**READING TEXT:**
■ ■ ■ ■ ■
The U.S. Navy is turning to the Information Technology and Web Science (ITWS) Program at Rensselaer Polytechnic Institute to prepare a select group of U.S. Navy officers with skills needed for military cyberspace operations. Under a three-year agreement, the Navy will enroll a group of five to 10 officers yearly in a new "information dominance" concentration within the Master of Science in Information Technology degree program at Rensselaer.
The new concentration will prepare officers for careers designing, building, and managing secure information systems and networks. Such training is essential for the U.S. Navy in an increasingly information-rich environment, says Professor Peter Fox, director of the ITWS program, which is offered through the School of Science.
"When you're deluged with a large amount of heterogeneous information, you're presented with challenges that you don't have when you have sparse amounts of information," Fox says. As an example, Fox points to social networking data during a threatening situation in a crowded area. "Some of the data will have geo location, some will not; some of the information is good quality and some isn't; some of the tweets come from within the area and some won't. How do you take diverse information sources that have different levels of quality and uncertainty and combine them together to have a capability to form analysis, let alone make a decision? The way you view it, assemble it, think about it, is different."
Although the new concentration was created to meet the specific needs of the U.S. Navy, it is also suitable for IT professionals and data scientists who want to enhance their knowledge of how to use pervasive information in situational awareness, operations scenarios, and decision-making.
The new concentration includes advanced study in encryption and network security, formal models, secure coding techniques, policies and ethics for access control in databases and application systems, and other related information assurance and transparency topics. The combination of coursework provides comprehensive coverage of issues and solutions for using high-assurance systems in tactical decision-making.
■ ■ ■ ■ ■
**TASK REQUIREMENTS:**
a) According to the article on the Navy concentration, how many officers will the Navy enroll each year?
b) Please rewrite the article on the Navy concentration from "Although the new" to "in tactical decision-making.", changing "encryption" to "cryptography".
The records are separate material, unrelated to the article on the Navy concentration.
■ ■ ■ ■ ■
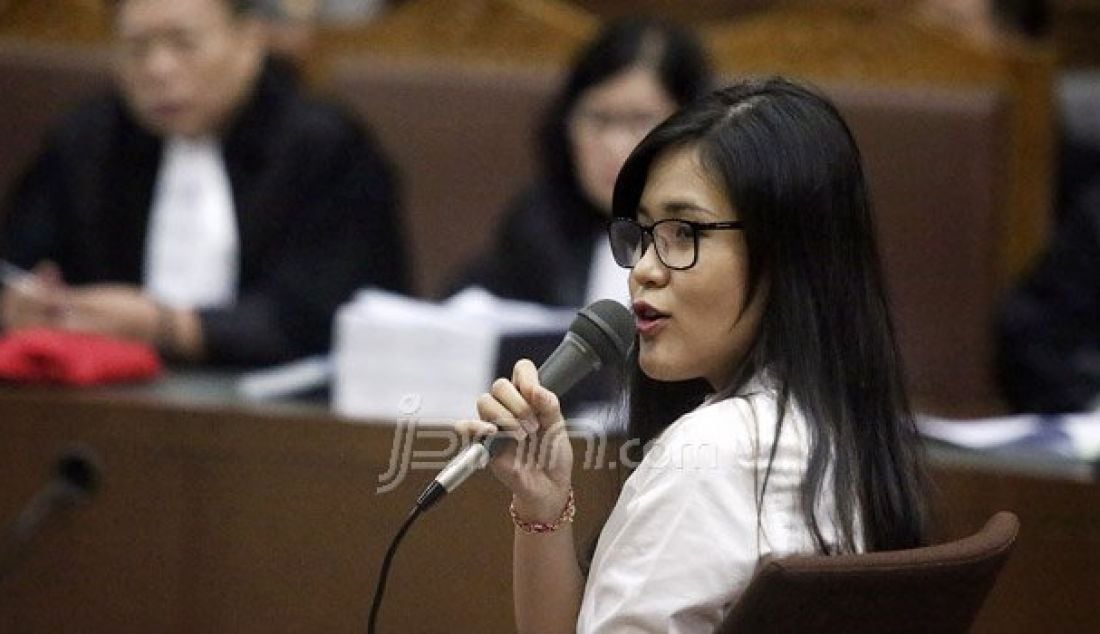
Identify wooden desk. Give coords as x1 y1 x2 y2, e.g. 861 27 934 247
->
0 376 1100 634
0 378 618 633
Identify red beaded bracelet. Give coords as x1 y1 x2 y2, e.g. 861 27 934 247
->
508 487 576 535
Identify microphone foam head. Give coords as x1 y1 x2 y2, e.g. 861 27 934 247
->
569 299 635 365
55 446 100 495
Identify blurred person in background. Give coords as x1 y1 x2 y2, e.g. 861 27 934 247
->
451 18 711 307
0 0 407 365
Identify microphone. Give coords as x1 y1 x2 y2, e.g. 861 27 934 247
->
416 299 635 511
0 445 100 578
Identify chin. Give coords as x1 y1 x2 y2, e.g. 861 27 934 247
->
638 353 699 383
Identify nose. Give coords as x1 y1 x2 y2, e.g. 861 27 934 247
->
141 43 178 84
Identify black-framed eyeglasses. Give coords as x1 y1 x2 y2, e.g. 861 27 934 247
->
607 218 745 271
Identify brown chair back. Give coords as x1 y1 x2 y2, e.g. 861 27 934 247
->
718 512 1020 634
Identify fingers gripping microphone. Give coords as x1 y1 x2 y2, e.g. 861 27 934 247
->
417 299 635 510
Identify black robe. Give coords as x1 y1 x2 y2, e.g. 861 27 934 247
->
0 63 408 365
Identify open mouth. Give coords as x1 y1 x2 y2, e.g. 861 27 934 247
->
634 302 669 336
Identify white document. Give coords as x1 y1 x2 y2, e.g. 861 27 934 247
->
332 289 574 425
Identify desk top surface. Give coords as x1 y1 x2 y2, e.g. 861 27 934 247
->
0 371 1100 482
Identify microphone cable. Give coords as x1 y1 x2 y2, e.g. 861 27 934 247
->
366 503 425 634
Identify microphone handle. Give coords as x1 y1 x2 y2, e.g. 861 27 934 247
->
417 331 602 510
539 331 603 396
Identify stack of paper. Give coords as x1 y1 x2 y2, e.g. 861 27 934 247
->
332 289 574 425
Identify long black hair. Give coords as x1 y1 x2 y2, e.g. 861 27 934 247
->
613 78 926 551
538 17 711 235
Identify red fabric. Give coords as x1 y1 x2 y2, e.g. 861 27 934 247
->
0 328 161 385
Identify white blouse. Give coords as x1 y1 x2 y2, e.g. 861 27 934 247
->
576 384 837 634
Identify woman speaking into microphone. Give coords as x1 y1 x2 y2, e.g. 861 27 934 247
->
460 78 925 633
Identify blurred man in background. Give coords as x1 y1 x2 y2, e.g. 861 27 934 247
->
0 0 407 365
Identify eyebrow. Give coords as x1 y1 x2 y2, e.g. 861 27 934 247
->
638 199 718 218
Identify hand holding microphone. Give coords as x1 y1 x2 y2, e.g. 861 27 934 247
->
417 299 635 509
468 359 573 522
367 299 635 633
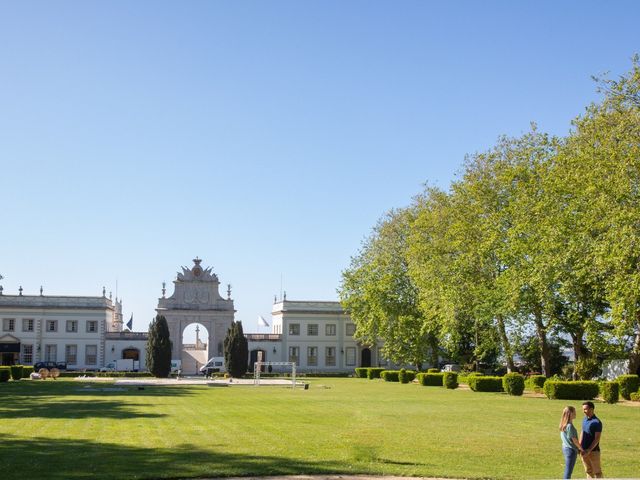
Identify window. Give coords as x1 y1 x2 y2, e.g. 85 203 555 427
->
345 347 356 367
84 345 98 365
44 345 58 362
22 343 33 365
64 345 78 365
289 323 300 335
289 347 300 363
307 347 318 367
2 318 16 332
324 347 336 367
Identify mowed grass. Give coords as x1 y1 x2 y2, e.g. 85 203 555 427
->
0 378 640 479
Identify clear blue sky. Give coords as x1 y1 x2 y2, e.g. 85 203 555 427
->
0 1 640 344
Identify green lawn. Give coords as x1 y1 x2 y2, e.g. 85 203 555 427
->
0 378 640 479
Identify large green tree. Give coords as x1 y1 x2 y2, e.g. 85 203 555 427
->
554 56 640 371
339 208 438 369
224 322 249 378
146 315 171 378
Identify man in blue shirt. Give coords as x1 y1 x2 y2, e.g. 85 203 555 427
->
580 402 602 478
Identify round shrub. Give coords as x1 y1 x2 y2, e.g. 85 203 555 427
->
367 367 384 380
458 372 484 385
601 382 620 403
543 380 599 400
442 372 458 390
356 367 367 378
10 365 22 380
418 373 444 387
616 375 640 400
524 375 547 393
502 373 524 397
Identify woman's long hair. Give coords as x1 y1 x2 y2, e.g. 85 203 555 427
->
560 406 576 432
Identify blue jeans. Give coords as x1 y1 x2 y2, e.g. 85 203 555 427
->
562 447 578 478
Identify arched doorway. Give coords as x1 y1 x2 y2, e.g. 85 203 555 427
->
180 323 213 375
122 347 140 362
360 348 371 367
249 349 267 372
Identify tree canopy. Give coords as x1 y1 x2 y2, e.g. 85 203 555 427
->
339 56 640 376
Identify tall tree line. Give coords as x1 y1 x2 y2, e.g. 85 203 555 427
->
339 56 640 376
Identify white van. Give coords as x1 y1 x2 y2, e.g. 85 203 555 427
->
200 357 227 375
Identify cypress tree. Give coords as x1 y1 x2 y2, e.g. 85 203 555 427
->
224 322 249 378
147 315 171 378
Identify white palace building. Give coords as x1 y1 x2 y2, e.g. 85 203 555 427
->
0 258 387 374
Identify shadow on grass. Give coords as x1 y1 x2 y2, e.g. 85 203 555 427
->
0 435 353 480
0 382 202 419
0 399 166 419
0 380 198 401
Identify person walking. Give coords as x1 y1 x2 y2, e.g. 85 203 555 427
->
560 406 582 478
580 402 602 478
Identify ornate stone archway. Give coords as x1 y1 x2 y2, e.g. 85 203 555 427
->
156 257 236 373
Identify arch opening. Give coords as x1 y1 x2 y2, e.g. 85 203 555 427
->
180 322 209 375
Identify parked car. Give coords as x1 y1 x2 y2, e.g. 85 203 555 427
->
200 357 227 376
33 362 67 372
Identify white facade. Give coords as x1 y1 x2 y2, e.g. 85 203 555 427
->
0 289 122 369
247 299 386 373
156 258 235 373
0 258 388 374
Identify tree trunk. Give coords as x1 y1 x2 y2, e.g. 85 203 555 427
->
429 335 440 368
496 315 515 373
629 312 640 375
533 307 551 377
571 328 584 380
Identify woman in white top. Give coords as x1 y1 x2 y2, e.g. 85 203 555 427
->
560 406 582 478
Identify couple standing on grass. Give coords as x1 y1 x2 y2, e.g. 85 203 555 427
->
560 402 602 478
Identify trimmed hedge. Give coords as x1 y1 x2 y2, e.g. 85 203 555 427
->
398 368 416 383
600 382 620 403
543 380 599 400
524 375 547 393
502 373 524 397
9 365 22 380
58 372 153 378
418 373 444 387
616 375 640 400
380 370 400 382
467 375 502 392
458 372 484 385
367 367 385 380
356 367 368 378
442 372 458 390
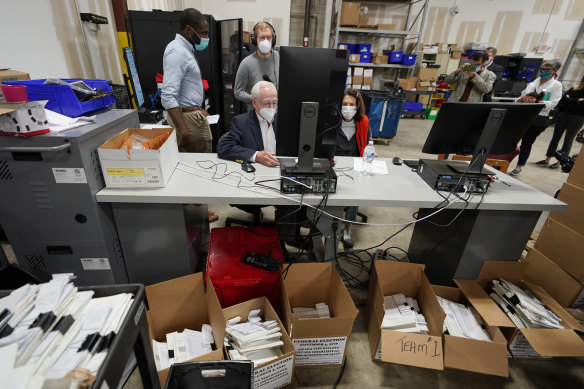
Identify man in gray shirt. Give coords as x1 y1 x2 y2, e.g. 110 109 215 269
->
235 22 280 111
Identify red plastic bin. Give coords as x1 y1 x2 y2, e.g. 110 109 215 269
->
205 226 284 310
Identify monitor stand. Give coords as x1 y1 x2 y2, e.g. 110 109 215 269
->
283 101 331 175
450 108 507 174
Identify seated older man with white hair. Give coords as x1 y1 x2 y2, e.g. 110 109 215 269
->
217 81 279 166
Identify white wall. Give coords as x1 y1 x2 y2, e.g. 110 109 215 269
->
189 0 290 46
0 0 123 83
0 0 89 78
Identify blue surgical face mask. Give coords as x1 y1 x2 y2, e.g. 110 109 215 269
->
539 70 553 80
191 27 209 51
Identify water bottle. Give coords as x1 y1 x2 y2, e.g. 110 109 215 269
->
361 140 375 176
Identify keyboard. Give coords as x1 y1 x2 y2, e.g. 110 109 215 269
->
402 159 420 169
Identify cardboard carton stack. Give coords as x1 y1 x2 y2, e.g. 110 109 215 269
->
454 261 584 358
282 263 359 368
526 158 584 307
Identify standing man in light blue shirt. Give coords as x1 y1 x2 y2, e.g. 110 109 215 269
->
162 8 213 153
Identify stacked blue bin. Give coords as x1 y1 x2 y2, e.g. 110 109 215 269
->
357 43 371 63
3 78 116 118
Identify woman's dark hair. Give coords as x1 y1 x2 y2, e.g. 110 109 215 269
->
470 50 489 63
343 88 365 121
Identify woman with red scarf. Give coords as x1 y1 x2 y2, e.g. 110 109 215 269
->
335 88 371 248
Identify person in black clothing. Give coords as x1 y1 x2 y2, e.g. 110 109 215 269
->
483 47 505 102
536 77 584 169
335 88 371 248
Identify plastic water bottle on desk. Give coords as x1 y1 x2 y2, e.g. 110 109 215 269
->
361 140 375 176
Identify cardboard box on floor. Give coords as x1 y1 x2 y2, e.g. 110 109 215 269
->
282 263 359 367
0 69 30 101
550 182 584 235
145 273 225 388
432 285 509 377
454 261 584 358
534 215 584 281
525 248 584 307
365 261 445 370
97 128 180 188
567 149 584 189
223 297 296 389
418 67 440 81
398 77 418 90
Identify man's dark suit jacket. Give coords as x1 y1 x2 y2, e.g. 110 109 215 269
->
217 110 278 162
483 62 505 101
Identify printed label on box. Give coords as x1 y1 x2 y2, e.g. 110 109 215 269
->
53 167 87 184
572 288 584 308
105 167 160 184
81 258 111 270
292 336 347 366
253 355 294 389
134 301 144 326
509 333 549 359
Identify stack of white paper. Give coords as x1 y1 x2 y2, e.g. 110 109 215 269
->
0 274 133 388
490 278 564 328
381 293 428 334
292 303 331 320
436 296 491 341
152 324 215 370
225 309 284 366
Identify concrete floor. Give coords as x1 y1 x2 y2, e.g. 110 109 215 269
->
125 118 584 389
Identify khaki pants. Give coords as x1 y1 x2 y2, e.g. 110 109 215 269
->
164 111 213 153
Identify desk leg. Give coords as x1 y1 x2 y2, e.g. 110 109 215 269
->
307 207 344 262
408 209 541 285
112 203 209 285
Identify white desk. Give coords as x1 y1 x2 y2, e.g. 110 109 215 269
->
97 153 566 284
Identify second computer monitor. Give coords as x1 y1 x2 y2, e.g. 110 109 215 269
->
422 102 544 159
276 46 348 158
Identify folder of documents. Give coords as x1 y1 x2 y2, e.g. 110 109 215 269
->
490 278 564 329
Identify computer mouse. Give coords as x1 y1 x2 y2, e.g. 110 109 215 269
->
241 162 255 173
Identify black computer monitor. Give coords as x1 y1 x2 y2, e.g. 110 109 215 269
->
123 47 144 108
422 102 544 173
276 46 349 171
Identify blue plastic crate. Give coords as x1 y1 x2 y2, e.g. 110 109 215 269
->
3 78 116 117
402 54 418 65
355 43 371 54
389 50 404 63
404 101 424 112
367 96 404 138
359 52 372 63
337 42 357 54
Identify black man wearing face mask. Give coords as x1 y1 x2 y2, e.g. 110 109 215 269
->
162 8 213 153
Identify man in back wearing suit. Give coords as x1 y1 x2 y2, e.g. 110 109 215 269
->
483 47 505 102
217 81 280 166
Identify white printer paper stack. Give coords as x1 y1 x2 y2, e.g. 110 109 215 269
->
152 324 215 370
490 278 564 328
436 296 491 341
381 293 428 334
292 303 331 320
0 274 134 388
225 309 284 366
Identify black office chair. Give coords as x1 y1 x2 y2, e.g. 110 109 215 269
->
225 204 274 227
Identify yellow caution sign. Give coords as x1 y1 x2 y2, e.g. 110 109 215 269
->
105 168 144 176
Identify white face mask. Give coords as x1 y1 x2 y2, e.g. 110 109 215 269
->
260 108 276 123
341 105 357 120
258 39 272 54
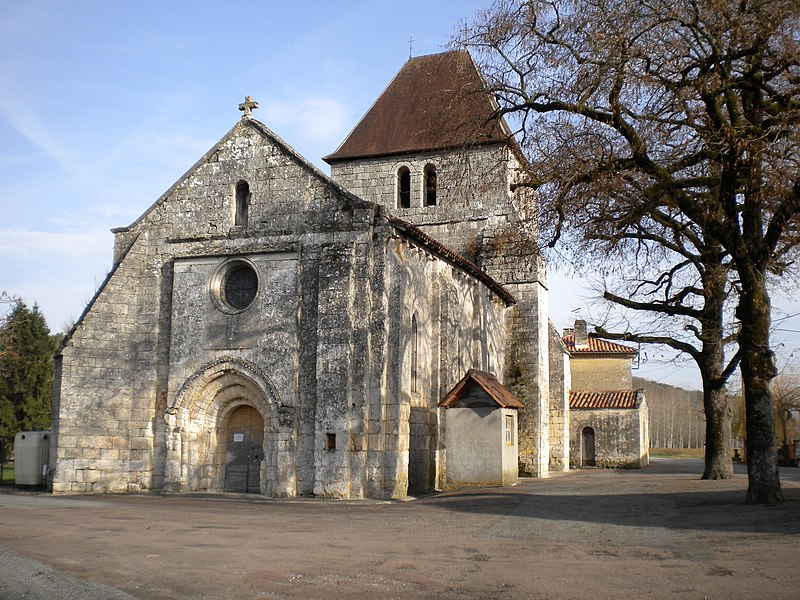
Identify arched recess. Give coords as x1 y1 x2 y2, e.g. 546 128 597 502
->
164 358 296 496
581 427 597 467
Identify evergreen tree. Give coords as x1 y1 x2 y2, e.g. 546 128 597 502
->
0 299 57 435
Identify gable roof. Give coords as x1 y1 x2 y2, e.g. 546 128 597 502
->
561 333 639 356
323 50 510 164
569 390 644 410
438 369 525 408
54 116 516 357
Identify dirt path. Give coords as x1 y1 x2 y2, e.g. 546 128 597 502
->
0 460 800 600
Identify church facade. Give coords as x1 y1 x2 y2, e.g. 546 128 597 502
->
51 52 567 498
■ ■ ■ ■ ■
**TASK SOLUTIONS:**
a) Five to 10 officers.

b)
Although the new concentration was created to meet the specific needs of the U.S. Navy, it is also suitable for IT professionals and data scientists who want to enhance their knowledge of how to use pervasive information in situational awareness, operations scenarios, and decision-making.
The new concentration includes advanced study in cryptography and network security, formal models, secure coding techniques, policies and ethics for access control in databases and application systems, and other related information assurance and transparency topics. The combination of coursework provides comprehensive coverage of issues and solutions for using high-assurance systems in tactical decision-making.